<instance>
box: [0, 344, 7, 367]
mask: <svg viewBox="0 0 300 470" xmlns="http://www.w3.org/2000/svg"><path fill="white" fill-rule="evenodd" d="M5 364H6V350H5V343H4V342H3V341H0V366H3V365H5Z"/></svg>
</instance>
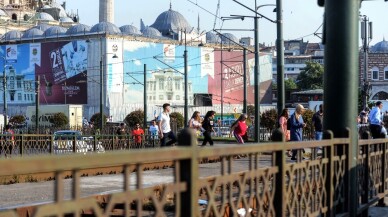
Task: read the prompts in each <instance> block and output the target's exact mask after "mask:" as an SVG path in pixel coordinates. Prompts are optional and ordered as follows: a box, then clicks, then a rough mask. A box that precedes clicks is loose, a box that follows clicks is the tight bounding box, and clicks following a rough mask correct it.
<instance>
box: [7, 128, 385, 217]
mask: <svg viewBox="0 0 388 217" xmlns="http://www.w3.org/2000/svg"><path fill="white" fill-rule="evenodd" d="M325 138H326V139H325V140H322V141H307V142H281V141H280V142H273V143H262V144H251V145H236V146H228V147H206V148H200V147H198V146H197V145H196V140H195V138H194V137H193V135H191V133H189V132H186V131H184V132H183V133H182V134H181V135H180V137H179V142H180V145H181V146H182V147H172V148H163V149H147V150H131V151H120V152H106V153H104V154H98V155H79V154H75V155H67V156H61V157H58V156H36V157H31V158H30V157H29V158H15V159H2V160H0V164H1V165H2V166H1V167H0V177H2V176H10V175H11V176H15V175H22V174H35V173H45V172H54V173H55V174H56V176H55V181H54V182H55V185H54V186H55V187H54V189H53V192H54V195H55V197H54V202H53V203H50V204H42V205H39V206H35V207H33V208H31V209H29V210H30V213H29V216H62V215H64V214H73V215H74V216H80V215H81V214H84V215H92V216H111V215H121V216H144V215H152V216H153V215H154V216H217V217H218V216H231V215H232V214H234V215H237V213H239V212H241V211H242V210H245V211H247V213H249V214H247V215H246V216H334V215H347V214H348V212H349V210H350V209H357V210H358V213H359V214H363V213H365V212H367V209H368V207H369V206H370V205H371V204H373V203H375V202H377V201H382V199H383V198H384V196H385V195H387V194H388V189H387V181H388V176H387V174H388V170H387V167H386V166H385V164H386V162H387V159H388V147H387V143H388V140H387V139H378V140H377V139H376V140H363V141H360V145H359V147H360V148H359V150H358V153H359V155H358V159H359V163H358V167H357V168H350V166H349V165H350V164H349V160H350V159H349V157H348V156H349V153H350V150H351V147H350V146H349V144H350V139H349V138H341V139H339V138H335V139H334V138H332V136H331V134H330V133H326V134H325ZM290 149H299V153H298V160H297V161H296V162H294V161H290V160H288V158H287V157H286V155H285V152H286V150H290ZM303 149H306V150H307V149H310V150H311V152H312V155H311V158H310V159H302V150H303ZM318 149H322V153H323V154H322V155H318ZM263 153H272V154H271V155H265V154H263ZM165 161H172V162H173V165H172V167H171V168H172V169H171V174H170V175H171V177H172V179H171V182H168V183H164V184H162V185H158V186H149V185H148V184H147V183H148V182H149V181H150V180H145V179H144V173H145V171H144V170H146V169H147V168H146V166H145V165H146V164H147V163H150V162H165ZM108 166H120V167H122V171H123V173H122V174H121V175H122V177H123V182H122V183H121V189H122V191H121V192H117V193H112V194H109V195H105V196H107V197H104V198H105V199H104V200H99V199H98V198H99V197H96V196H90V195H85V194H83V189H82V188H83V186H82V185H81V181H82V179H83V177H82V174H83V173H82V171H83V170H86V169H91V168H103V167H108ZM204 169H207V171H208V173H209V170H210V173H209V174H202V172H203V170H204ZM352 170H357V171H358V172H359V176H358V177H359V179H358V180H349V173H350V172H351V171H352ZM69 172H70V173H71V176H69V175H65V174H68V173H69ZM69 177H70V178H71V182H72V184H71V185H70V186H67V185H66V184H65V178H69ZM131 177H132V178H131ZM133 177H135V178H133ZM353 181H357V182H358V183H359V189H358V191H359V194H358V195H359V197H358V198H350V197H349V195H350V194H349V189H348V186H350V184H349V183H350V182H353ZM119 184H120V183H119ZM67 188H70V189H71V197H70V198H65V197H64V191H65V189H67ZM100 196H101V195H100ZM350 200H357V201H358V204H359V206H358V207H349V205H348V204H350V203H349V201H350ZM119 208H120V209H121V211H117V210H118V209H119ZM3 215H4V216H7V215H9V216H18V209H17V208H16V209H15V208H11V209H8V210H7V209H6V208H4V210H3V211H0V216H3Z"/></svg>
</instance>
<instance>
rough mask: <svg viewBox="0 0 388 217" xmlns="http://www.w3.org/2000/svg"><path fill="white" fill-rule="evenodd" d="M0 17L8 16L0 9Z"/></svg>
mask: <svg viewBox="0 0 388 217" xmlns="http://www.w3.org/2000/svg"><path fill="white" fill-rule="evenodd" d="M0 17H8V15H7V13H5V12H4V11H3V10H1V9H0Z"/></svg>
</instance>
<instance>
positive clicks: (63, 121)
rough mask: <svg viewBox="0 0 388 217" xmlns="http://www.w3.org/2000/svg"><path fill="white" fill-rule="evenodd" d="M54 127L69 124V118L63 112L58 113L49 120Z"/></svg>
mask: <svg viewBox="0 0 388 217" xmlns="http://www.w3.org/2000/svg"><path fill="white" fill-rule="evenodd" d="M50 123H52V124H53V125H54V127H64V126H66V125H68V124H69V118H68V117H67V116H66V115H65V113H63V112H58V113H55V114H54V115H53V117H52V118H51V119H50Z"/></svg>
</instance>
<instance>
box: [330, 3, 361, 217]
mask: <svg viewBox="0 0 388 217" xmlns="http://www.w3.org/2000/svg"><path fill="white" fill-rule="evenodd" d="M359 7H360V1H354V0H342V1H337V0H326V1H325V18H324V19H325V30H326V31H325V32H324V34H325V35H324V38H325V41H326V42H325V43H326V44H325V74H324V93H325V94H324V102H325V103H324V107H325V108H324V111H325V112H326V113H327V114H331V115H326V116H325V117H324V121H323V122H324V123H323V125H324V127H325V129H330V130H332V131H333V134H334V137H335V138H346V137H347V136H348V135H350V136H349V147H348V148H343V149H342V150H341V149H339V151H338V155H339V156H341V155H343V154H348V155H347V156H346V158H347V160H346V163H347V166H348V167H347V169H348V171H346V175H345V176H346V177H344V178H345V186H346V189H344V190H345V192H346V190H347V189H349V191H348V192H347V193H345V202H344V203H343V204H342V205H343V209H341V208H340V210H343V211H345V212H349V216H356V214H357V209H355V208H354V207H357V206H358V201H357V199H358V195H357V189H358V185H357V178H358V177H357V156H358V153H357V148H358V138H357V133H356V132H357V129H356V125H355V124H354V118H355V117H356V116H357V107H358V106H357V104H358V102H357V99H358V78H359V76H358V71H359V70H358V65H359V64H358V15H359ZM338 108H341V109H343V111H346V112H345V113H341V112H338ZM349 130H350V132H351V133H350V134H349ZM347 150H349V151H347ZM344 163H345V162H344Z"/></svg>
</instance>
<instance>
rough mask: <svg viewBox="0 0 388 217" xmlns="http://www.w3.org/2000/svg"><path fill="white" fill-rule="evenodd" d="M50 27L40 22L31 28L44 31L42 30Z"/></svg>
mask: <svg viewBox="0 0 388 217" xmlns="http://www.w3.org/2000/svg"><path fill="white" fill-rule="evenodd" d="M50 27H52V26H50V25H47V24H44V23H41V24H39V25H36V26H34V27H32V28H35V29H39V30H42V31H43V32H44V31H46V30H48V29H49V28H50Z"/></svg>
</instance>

--------------------------------------------------

= ABOUT THIS TASK =
Copy each line of the items above that contains the string "rough". Case counts.

= THE ANSWER =
Task: read the prompts in each <instance> block and output the target's exact mask after "mask:" as an SVG path in pixel coordinates. Prompts are optional and ordered as follows: a box, then clicks, then a rough mask. A box that precedes clicks is loose, a box that follows clicks is the tight bounding box, and clicks following a rough mask correct it.
rough mask: <svg viewBox="0 0 388 217" xmlns="http://www.w3.org/2000/svg"><path fill="white" fill-rule="evenodd" d="M0 17L8 16L0 9Z"/></svg>
rough mask: <svg viewBox="0 0 388 217" xmlns="http://www.w3.org/2000/svg"><path fill="white" fill-rule="evenodd" d="M54 127L69 124V118L63 112L58 113L49 120Z"/></svg>
rough mask: <svg viewBox="0 0 388 217" xmlns="http://www.w3.org/2000/svg"><path fill="white" fill-rule="evenodd" d="M50 27L40 22L31 28L44 31L42 30Z"/></svg>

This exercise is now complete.